■ WHAT TO DO
Search the listing for "below" and copy every line where it appears.
[Opening SOURCE INFORMATION section]
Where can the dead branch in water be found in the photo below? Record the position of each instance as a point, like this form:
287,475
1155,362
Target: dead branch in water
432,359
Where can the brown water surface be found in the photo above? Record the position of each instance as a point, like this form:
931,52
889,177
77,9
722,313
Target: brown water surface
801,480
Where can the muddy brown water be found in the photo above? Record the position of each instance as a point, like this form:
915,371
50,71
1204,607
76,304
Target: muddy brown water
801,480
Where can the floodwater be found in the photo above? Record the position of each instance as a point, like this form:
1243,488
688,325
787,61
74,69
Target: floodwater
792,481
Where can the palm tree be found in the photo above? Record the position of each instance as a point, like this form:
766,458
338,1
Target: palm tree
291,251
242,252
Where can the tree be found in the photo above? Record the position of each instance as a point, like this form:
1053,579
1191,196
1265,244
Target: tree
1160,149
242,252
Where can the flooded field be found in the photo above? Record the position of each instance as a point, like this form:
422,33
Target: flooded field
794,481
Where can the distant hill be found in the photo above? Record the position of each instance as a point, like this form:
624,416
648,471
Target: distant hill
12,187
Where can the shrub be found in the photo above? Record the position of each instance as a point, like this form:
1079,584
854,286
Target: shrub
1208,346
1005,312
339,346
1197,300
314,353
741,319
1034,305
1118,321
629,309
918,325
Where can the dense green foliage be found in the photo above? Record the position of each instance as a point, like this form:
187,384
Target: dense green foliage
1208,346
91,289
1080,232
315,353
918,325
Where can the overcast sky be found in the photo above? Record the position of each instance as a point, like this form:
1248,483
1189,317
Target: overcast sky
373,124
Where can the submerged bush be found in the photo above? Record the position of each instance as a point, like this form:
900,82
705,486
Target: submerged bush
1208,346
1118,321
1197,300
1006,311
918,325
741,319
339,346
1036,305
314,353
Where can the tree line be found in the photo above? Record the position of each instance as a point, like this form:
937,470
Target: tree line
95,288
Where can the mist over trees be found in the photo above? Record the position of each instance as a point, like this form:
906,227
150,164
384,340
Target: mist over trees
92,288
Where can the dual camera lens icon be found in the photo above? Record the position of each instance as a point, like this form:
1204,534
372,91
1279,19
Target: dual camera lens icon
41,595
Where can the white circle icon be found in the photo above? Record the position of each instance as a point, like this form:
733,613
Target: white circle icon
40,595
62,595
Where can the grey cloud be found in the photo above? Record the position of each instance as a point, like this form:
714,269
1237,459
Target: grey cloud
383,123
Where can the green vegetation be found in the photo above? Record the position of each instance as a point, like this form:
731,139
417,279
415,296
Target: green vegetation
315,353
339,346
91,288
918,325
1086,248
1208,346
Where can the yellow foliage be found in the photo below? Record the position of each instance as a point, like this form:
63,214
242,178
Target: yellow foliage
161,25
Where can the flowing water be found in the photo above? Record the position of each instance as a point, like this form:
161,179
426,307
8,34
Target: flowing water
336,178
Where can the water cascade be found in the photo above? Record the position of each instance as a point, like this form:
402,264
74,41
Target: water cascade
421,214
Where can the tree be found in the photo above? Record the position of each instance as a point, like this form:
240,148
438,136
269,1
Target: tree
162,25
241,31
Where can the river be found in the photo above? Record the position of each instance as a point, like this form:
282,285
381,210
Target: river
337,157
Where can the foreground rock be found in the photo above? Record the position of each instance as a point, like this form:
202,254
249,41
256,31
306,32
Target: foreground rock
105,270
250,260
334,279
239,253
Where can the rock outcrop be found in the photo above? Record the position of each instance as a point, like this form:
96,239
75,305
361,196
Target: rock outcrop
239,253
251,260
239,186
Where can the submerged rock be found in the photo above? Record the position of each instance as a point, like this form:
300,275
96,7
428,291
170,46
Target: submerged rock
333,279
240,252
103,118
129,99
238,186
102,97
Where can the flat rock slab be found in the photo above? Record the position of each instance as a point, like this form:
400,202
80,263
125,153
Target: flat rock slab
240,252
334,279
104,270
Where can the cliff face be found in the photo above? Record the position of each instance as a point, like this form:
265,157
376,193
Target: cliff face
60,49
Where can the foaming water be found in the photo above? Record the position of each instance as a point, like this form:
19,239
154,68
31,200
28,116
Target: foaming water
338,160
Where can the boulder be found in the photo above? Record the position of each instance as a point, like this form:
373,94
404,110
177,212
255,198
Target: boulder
[Closing SOURCE INFORMATION section]
■ TASK RESPONSE
Where can the dead branch in water be found in the photo below? Record the position of each instance as a point, like this form:
Where can the yellow foliage be found in the photo below? Record the position of each instance as a point, like this form:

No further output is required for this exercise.